Pointing dataset records:
--------------------------------

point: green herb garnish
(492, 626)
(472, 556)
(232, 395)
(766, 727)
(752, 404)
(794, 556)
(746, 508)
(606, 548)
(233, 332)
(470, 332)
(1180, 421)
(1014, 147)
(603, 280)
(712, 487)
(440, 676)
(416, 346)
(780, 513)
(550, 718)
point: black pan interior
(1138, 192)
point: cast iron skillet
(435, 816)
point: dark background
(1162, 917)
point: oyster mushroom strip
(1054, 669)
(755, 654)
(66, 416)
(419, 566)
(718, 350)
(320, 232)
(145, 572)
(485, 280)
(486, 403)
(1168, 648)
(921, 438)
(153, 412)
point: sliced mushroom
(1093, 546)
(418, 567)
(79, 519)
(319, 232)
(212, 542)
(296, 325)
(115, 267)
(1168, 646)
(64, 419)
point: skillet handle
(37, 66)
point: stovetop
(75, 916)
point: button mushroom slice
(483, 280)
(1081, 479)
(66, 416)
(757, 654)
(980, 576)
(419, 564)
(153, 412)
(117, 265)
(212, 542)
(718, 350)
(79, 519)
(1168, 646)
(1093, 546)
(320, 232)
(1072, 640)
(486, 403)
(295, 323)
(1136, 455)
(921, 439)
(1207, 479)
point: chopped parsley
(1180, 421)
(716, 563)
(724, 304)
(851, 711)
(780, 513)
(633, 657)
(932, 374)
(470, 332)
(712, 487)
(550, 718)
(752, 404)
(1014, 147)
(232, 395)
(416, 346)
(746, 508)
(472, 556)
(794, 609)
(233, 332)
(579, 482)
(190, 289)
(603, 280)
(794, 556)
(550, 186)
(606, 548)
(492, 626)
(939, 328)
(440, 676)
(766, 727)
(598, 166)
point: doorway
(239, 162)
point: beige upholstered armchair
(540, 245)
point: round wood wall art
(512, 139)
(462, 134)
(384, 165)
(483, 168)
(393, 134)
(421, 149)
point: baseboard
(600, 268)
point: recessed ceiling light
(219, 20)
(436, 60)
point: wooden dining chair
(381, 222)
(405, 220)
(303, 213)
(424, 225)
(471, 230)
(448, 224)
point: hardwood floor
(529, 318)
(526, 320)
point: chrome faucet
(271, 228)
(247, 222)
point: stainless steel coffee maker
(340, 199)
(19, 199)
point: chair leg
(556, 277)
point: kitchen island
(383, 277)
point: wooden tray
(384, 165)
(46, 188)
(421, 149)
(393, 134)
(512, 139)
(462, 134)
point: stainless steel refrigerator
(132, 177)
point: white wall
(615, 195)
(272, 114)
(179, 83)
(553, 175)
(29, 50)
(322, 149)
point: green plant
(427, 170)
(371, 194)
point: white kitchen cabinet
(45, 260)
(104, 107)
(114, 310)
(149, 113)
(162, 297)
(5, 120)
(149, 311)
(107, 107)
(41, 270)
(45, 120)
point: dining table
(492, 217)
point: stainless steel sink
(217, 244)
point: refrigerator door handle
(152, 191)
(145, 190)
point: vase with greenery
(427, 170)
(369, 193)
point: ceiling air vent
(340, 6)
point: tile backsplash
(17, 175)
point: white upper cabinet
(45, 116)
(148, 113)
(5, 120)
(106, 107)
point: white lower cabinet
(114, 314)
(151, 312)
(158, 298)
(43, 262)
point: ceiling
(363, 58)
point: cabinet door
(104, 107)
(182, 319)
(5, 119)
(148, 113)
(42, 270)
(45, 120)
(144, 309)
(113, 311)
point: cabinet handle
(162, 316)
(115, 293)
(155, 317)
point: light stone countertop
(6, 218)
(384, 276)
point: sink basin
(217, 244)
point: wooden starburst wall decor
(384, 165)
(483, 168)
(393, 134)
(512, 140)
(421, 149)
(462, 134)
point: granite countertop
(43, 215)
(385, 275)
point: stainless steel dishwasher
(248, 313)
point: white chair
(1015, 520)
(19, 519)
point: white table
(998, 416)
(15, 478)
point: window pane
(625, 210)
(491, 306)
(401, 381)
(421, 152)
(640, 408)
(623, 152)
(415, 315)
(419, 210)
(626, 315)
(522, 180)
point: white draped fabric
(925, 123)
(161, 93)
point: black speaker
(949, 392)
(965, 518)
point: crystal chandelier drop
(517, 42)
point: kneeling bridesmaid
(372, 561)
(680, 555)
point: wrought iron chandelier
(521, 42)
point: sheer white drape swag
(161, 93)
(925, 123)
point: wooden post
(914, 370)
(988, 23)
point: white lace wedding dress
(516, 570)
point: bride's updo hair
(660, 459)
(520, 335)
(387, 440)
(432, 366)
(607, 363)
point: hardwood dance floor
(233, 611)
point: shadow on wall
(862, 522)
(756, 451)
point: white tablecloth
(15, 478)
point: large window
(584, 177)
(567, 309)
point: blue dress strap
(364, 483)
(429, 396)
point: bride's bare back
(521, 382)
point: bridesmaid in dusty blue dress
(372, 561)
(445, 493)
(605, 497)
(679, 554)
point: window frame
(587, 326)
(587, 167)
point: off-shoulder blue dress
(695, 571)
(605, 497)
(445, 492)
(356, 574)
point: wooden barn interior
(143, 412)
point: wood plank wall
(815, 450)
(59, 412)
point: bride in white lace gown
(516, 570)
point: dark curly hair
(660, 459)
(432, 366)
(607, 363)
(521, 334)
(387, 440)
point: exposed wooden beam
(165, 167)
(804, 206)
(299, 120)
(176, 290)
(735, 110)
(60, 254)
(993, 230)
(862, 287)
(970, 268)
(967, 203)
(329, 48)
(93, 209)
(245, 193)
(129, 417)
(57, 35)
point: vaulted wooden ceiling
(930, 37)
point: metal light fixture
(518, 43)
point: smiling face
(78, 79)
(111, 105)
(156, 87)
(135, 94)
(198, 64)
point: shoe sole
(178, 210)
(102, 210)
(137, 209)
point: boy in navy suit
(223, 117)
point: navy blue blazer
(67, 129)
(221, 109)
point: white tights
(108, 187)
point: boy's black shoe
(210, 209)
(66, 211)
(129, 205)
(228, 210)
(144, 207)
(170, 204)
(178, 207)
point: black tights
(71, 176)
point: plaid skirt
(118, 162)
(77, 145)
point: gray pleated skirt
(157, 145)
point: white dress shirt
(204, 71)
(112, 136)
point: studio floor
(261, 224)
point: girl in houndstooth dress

--------------------------------

#### Instructions to follow:
Write out all the records again, substituting "minced parsley" for "chopped parsley" and leaving everything else unchanged.

#### Task output:
point: green herb garnish
(492, 626)
(472, 556)
(232, 395)
(766, 727)
(752, 404)
(794, 556)
(746, 508)
(606, 548)
(233, 332)
(470, 332)
(1180, 421)
(1014, 147)
(603, 280)
(712, 487)
(440, 676)
(416, 346)
(780, 513)
(550, 718)
point: black pan interior
(1138, 192)
point: cast iron skillet
(435, 816)
point: dark background
(1162, 917)
point: oyster mushroom strip
(1054, 669)
(755, 654)
(66, 416)
(419, 566)
(718, 350)
(320, 232)
(145, 572)
(485, 280)
(486, 403)
(1168, 648)
(921, 438)
(153, 412)
point: sliced mushroom
(1093, 546)
(418, 567)
(79, 519)
(319, 232)
(212, 542)
(296, 325)
(115, 267)
(1168, 646)
(64, 419)
point: skillet handle
(37, 66)
point: stovetop
(75, 916)
point: button mushroom slice
(483, 280)
(1081, 479)
(66, 416)
(757, 654)
(980, 576)
(419, 564)
(153, 412)
(117, 265)
(212, 542)
(718, 350)
(79, 519)
(1168, 646)
(1093, 546)
(320, 232)
(1072, 640)
(486, 403)
(295, 323)
(1136, 455)
(921, 439)
(1207, 479)
point: minced parsley
(1180, 421)
(716, 563)
(724, 304)
(851, 711)
(780, 513)
(633, 657)
(932, 374)
(470, 332)
(712, 487)
(550, 718)
(752, 404)
(1014, 147)
(232, 395)
(416, 346)
(746, 508)
(472, 556)
(794, 609)
(233, 332)
(579, 482)
(190, 289)
(603, 280)
(794, 556)
(550, 186)
(606, 548)
(492, 626)
(939, 328)
(440, 676)
(766, 727)
(598, 166)
point: doorway
(239, 162)
point: beige upholstered armchair
(540, 245)
point: round wood wall art
(512, 139)
(462, 134)
(384, 165)
(483, 168)
(393, 134)
(421, 149)
point: baseboard
(600, 268)
point: recessed ceiling light
(219, 20)
(436, 60)
point: wooden dining chair
(381, 222)
(405, 220)
(303, 213)
(424, 225)
(471, 230)
(448, 224)
point: hardwood floor
(529, 318)
(526, 320)
point: chrome faucet
(271, 228)
(247, 222)
point: stainless steel coffee maker
(340, 199)
(19, 199)
point: chair leg
(556, 277)
point: kitchen island
(383, 277)
point: wooden tray
(384, 165)
(46, 188)
(421, 149)
(393, 134)
(512, 139)
(462, 134)
point: stainless steel refrigerator
(132, 177)
point: white wall
(615, 195)
(272, 114)
(179, 83)
(553, 175)
(29, 50)
(322, 149)
point: green plant
(427, 170)
(371, 194)
point: white kitchen cabinet
(45, 260)
(104, 107)
(114, 310)
(149, 113)
(162, 297)
(5, 120)
(149, 311)
(107, 107)
(41, 270)
(45, 120)
point: dining table
(492, 217)
point: stainless steel sink
(217, 244)
point: refrigerator door handle
(152, 191)
(145, 190)
point: vase with greenery
(427, 170)
(369, 193)
point: ceiling air vent
(340, 6)
point: tile backsplash
(17, 175)
point: white upper cabinet
(45, 116)
(148, 113)
(5, 120)
(106, 107)
point: white lower cabinet
(114, 314)
(151, 312)
(158, 298)
(43, 262)
point: ceiling
(363, 58)
point: cabinet door
(104, 107)
(182, 319)
(5, 119)
(148, 113)
(42, 270)
(45, 120)
(144, 309)
(113, 311)
point: cabinet handle
(162, 316)
(115, 293)
(155, 317)
point: light stone countertop
(6, 218)
(384, 276)
point: sink basin
(217, 244)
point: wooden starburst wall decor
(384, 165)
(483, 168)
(393, 134)
(512, 140)
(421, 149)
(462, 134)
point: granite countertop
(43, 215)
(385, 275)
point: stainless steel dishwasher
(248, 313)
point: white chair
(1015, 520)
(19, 519)
point: white table
(998, 416)
(15, 478)
point: window pane
(625, 210)
(491, 306)
(401, 381)
(421, 152)
(640, 408)
(623, 152)
(415, 315)
(419, 210)
(626, 315)
(522, 180)
point: white draped fabric
(925, 123)
(161, 93)
point: black speaker
(949, 392)
(965, 518)
point: crystal chandelier drop
(517, 42)
point: kneeling bridesmaid
(372, 561)
(680, 555)
point: wrought iron chandelier
(521, 42)
point: sheer white drape swag
(161, 93)
(925, 123)
point: wooden post
(914, 370)
(988, 23)
point: white lace wedding dress
(516, 570)
point: bride's updo hair
(660, 459)
(520, 335)
(387, 440)
(432, 366)
(607, 363)
point: hardwood dance floor
(233, 611)
point: shadow on wall
(862, 522)
(756, 451)
point: white tablecloth
(15, 478)
point: large window
(584, 177)
(567, 309)
point: blue dress strap
(364, 483)
(429, 396)
point: bride's bare back
(521, 382)
point: bridesmaid in dusty blue dress
(372, 561)
(445, 493)
(605, 497)
(679, 554)
point: window frame
(587, 326)
(587, 167)
point: off-shoulder blue dress
(695, 571)
(605, 497)
(445, 492)
(356, 574)
point: wooden barn interior
(143, 412)
point: wood plank wall
(815, 450)
(59, 412)
point: bride in white lace gown
(516, 570)
point: dark curly hair
(660, 459)
(432, 366)
(607, 363)
(521, 334)
(387, 440)
point: exposed wooden beam
(165, 167)
(804, 206)
(299, 120)
(176, 290)
(735, 110)
(60, 254)
(993, 230)
(862, 287)
(970, 268)
(967, 203)
(329, 48)
(93, 209)
(245, 193)
(129, 417)
(57, 35)
point: vaulted wooden ceiling
(930, 37)
point: metal light fixture
(518, 43)
point: smiling face
(78, 79)
(111, 105)
(156, 87)
(135, 94)
(198, 64)
point: shoe sole
(178, 210)
(102, 210)
(137, 209)
point: boy in navy suit
(223, 117)
point: navy blue blazer
(67, 129)
(221, 109)
point: white tights
(108, 187)
point: boy's black shoe
(210, 209)
(66, 211)
(129, 205)
(228, 210)
(144, 207)
(170, 204)
(178, 207)
point: black tights
(71, 176)
point: plaid skirt
(118, 162)
(77, 145)
point: gray pleated skirt
(157, 145)
point: white dress shirt
(204, 71)
(112, 136)
point: studio floor
(261, 224)
point: girl in houndstooth dress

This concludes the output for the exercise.